- WHAT THE TASK ASKS
Reproduce the lines below verbatim, starting at the first line of the records and ending at the line containing "box: [29, 296, 157, 404]", both included.

- MATERIAL SUPPLIED
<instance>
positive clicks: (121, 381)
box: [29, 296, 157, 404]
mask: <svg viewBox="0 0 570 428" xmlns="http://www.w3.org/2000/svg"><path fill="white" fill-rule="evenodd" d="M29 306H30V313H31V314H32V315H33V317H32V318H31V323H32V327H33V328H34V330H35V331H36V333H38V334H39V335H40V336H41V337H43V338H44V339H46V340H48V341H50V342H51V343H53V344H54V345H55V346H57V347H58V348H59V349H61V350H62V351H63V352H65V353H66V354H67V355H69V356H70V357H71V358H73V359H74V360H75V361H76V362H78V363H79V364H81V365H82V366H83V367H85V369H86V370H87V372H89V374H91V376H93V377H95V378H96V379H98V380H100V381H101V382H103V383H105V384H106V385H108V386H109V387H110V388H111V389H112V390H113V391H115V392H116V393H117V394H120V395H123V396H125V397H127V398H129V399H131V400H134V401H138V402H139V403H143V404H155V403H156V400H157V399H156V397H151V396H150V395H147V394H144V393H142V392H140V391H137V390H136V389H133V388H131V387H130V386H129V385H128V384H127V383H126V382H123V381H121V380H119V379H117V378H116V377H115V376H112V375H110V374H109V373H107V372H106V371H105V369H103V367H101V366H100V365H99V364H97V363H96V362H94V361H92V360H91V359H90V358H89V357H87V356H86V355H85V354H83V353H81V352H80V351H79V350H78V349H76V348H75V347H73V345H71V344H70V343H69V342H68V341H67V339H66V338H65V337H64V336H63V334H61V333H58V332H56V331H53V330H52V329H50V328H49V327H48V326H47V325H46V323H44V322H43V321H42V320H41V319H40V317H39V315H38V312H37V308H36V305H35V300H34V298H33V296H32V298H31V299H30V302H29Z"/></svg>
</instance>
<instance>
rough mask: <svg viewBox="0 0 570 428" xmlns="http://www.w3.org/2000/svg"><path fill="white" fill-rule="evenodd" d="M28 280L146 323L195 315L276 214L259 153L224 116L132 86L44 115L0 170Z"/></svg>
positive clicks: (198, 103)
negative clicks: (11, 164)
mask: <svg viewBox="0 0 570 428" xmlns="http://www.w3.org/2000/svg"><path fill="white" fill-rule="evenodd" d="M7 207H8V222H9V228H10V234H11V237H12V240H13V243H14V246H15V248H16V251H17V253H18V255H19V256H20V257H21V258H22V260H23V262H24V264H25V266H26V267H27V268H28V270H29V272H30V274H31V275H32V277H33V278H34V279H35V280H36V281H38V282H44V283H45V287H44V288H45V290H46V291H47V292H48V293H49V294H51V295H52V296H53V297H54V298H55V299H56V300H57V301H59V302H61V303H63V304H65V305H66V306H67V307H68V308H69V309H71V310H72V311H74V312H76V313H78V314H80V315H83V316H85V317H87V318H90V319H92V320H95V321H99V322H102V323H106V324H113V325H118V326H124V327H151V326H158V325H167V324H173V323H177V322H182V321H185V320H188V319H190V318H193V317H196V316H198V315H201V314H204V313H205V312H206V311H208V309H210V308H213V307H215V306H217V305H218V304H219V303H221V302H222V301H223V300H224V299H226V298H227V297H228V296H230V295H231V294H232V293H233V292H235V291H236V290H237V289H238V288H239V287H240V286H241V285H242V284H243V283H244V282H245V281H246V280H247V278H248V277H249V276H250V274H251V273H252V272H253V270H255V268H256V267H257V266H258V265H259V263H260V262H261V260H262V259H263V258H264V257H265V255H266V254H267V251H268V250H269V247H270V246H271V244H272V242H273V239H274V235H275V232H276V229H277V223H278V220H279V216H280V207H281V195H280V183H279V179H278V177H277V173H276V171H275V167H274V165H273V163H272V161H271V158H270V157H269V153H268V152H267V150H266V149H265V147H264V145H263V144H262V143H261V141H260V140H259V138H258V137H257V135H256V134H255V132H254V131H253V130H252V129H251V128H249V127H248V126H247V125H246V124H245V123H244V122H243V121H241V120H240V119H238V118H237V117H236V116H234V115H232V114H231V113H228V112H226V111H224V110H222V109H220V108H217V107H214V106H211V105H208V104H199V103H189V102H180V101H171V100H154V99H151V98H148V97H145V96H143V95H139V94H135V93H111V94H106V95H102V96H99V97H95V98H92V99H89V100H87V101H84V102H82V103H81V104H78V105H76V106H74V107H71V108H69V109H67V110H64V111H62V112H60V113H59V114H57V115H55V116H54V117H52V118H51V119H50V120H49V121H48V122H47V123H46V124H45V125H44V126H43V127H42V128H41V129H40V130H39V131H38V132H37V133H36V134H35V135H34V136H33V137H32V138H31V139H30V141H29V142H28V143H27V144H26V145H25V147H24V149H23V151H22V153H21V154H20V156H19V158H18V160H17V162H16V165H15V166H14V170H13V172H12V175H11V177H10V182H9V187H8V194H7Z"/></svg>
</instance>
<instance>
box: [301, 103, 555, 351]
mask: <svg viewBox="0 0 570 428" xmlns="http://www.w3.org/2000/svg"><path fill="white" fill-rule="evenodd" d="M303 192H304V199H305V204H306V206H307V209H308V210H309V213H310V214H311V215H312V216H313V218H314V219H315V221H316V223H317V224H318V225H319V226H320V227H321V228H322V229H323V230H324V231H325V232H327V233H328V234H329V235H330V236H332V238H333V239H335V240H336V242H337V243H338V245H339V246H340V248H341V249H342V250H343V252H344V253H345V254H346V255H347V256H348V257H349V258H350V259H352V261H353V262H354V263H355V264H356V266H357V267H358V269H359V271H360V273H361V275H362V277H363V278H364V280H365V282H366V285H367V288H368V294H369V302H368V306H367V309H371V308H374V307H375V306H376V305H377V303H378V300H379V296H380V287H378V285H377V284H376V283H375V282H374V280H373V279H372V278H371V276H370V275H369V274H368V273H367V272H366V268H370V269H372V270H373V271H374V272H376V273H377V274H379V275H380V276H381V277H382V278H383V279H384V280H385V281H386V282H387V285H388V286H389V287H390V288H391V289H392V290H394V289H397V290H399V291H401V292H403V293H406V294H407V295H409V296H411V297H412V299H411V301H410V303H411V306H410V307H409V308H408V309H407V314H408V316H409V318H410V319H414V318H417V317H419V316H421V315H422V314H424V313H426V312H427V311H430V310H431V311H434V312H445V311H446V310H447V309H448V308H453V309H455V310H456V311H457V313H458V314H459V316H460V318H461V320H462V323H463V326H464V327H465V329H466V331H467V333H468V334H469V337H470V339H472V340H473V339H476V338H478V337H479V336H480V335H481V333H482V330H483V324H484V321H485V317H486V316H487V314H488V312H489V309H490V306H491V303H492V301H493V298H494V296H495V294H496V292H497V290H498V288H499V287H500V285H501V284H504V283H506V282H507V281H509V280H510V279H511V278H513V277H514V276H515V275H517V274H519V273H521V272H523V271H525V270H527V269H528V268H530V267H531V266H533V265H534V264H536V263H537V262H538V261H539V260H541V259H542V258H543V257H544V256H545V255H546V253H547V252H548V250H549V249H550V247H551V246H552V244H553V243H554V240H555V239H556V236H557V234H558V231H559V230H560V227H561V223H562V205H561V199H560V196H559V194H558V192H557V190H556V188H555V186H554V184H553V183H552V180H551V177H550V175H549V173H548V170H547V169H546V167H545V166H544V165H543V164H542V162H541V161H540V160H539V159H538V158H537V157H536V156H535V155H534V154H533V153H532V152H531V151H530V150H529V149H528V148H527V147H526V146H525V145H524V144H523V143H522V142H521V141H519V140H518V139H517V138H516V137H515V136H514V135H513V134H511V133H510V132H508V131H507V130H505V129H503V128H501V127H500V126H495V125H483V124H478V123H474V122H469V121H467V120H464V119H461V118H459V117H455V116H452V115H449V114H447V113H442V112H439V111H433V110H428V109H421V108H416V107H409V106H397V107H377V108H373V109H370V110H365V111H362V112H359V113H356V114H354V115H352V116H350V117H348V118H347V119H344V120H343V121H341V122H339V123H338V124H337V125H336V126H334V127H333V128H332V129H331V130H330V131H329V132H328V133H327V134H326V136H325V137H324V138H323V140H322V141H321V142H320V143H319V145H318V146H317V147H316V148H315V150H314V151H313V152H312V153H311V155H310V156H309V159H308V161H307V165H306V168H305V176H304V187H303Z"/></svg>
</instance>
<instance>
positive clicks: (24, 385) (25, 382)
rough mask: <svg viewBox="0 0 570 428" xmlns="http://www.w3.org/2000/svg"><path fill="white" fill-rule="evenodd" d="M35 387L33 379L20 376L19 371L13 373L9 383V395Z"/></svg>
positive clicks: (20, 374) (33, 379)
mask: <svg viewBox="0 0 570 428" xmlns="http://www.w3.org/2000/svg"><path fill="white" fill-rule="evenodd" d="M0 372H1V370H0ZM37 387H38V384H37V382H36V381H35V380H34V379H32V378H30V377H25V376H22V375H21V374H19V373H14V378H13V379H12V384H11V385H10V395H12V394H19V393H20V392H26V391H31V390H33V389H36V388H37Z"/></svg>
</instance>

- COMPLETED TASK
<instance>
positive clicks: (121, 381)
box: [29, 296, 157, 404]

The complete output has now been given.